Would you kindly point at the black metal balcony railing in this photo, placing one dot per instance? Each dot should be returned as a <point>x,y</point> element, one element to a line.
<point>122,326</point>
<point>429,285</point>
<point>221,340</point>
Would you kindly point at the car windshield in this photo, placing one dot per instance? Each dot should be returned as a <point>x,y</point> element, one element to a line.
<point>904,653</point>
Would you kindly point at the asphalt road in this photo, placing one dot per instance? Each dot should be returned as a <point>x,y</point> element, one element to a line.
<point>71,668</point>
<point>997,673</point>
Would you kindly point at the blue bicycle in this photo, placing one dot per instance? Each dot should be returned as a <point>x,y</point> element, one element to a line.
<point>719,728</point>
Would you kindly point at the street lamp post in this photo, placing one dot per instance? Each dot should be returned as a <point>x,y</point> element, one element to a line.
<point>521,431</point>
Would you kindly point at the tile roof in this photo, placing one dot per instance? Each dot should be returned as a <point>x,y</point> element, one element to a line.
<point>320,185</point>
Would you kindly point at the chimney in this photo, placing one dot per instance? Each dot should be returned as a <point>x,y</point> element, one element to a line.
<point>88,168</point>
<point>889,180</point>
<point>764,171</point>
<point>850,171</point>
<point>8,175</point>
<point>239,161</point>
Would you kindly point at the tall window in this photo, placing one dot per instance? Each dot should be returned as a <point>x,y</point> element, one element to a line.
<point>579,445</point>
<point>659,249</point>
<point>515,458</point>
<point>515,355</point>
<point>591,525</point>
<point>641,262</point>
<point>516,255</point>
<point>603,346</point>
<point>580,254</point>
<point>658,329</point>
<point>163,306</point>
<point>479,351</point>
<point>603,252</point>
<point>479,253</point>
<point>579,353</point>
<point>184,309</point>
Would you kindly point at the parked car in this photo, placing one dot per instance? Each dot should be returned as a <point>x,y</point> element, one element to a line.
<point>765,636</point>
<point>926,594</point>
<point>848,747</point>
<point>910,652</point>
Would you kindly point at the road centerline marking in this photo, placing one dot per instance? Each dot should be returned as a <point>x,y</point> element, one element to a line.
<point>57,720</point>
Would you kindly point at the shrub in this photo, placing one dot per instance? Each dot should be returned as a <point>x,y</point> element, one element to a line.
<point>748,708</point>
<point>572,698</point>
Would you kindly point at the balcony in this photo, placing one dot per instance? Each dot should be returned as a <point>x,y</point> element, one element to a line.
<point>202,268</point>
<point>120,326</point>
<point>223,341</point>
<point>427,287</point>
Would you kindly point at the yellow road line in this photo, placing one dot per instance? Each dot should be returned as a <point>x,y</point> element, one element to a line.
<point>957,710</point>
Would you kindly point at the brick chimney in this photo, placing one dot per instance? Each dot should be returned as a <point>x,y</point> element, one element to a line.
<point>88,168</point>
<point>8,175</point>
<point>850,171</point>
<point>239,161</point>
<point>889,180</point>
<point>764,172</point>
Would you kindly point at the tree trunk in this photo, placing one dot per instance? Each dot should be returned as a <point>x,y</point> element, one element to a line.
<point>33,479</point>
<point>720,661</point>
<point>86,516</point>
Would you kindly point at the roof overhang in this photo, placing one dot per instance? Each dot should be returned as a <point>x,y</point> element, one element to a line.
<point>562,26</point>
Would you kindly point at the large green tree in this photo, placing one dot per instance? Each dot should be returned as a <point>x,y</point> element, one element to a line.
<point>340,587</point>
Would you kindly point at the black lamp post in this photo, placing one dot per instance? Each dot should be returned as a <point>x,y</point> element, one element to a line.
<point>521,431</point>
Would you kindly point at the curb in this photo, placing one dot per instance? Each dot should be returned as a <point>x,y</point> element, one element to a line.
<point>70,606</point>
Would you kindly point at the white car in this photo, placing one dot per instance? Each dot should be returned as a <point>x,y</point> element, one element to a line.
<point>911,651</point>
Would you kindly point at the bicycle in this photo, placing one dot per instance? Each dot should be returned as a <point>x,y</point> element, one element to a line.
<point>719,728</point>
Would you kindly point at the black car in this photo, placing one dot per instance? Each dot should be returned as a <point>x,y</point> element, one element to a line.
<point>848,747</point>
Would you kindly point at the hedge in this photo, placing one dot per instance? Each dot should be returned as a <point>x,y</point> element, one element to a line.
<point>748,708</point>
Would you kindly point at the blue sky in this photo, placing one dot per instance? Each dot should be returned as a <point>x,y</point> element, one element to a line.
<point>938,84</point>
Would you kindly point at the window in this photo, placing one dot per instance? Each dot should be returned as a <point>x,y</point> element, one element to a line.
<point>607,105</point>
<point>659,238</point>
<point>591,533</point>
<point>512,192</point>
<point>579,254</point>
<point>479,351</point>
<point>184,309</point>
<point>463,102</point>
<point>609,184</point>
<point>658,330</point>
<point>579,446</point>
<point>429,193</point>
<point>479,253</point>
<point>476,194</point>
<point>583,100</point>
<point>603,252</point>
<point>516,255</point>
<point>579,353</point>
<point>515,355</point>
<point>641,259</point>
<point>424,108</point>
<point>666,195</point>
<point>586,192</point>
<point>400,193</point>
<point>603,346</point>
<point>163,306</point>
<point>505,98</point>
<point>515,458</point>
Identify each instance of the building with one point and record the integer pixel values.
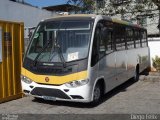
(148, 17)
(18, 10)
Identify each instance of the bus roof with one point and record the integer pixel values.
(91, 17)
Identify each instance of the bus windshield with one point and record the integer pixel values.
(54, 40)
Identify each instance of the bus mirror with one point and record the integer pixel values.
(104, 32)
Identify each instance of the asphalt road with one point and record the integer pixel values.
(142, 97)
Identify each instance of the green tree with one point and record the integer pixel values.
(84, 6)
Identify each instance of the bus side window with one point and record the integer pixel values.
(144, 38)
(137, 38)
(95, 48)
(129, 38)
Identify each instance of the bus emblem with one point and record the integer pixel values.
(47, 79)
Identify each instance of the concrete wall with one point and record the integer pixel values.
(154, 45)
(14, 11)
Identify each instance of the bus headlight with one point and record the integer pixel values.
(26, 80)
(77, 83)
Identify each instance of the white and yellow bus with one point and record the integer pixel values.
(81, 57)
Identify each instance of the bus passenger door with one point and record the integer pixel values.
(106, 60)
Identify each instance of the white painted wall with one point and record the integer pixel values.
(14, 11)
(154, 45)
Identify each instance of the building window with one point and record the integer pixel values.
(142, 20)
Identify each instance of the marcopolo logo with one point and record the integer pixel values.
(47, 79)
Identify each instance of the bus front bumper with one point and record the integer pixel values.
(62, 92)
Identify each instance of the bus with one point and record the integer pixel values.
(81, 57)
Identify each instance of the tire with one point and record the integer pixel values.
(38, 99)
(136, 76)
(97, 95)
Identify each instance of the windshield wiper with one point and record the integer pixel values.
(45, 46)
(61, 55)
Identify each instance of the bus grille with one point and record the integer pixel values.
(49, 92)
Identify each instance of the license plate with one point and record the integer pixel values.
(49, 98)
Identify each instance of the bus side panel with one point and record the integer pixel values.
(121, 66)
(107, 69)
(137, 56)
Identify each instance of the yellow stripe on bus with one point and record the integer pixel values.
(56, 80)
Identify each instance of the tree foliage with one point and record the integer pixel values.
(85, 6)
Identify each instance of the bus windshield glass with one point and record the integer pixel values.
(54, 40)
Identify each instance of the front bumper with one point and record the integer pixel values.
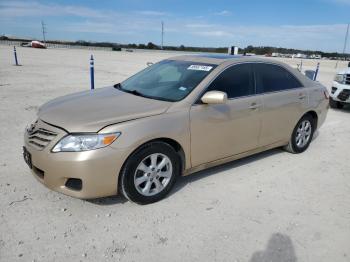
(97, 170)
(340, 92)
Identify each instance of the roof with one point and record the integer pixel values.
(217, 59)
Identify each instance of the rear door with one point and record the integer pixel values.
(284, 101)
(223, 130)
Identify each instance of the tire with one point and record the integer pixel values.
(144, 182)
(305, 128)
(335, 104)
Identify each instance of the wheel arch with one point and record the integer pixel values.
(171, 142)
(314, 116)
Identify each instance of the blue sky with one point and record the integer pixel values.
(308, 24)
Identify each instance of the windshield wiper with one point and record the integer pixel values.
(134, 92)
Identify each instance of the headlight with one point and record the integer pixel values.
(340, 78)
(77, 143)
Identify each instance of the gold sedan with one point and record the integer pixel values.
(176, 117)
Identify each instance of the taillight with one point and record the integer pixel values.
(326, 94)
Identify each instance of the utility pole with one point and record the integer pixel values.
(43, 27)
(345, 43)
(346, 39)
(162, 34)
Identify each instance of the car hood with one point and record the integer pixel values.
(92, 110)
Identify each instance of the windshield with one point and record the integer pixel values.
(168, 80)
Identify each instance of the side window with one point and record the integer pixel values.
(271, 78)
(236, 81)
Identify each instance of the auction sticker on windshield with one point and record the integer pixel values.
(200, 68)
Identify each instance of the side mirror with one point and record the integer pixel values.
(214, 97)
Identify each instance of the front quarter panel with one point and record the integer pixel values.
(174, 125)
(318, 102)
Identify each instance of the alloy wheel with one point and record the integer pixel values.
(303, 134)
(153, 174)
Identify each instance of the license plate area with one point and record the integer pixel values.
(27, 157)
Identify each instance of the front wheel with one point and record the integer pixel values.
(335, 104)
(150, 173)
(302, 135)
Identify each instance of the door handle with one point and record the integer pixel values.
(254, 106)
(302, 96)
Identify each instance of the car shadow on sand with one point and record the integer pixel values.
(345, 109)
(106, 201)
(185, 180)
(279, 249)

+ + + + + + +

§ Your assignment
Type out exactly the span of lines from the one with "Identify each instance of the side window" to the end of the material above, counting both end lines, and nothing else.

§ Response for this exercise
Identify each instance of the side window with one point and record the integer pixel values.
(271, 78)
(236, 81)
Identify each instance of the auction sticker on windshield with one point and record the integer pixel values.
(200, 68)
Identify each instance of the side mirror with one point and record the integer pixel values.
(214, 97)
Identify each instance of the front quarter panel with one point and record the integer pixel values.
(174, 125)
(318, 102)
Identify each instance of the alloy wheel with one point and record the integer pixel values.
(303, 134)
(153, 174)
Identify each instance of the license plate area with one point and record the integer pixel values.
(27, 157)
Identify each instance of the front wheel with one point and record the integer pixel values.
(335, 104)
(150, 173)
(302, 135)
Identify each instance of the door handle with one point and record the integer pixel values.
(254, 106)
(302, 96)
Identify each instance of the car shadow on sand with one point and record the integer pixel values.
(345, 109)
(106, 201)
(185, 180)
(279, 249)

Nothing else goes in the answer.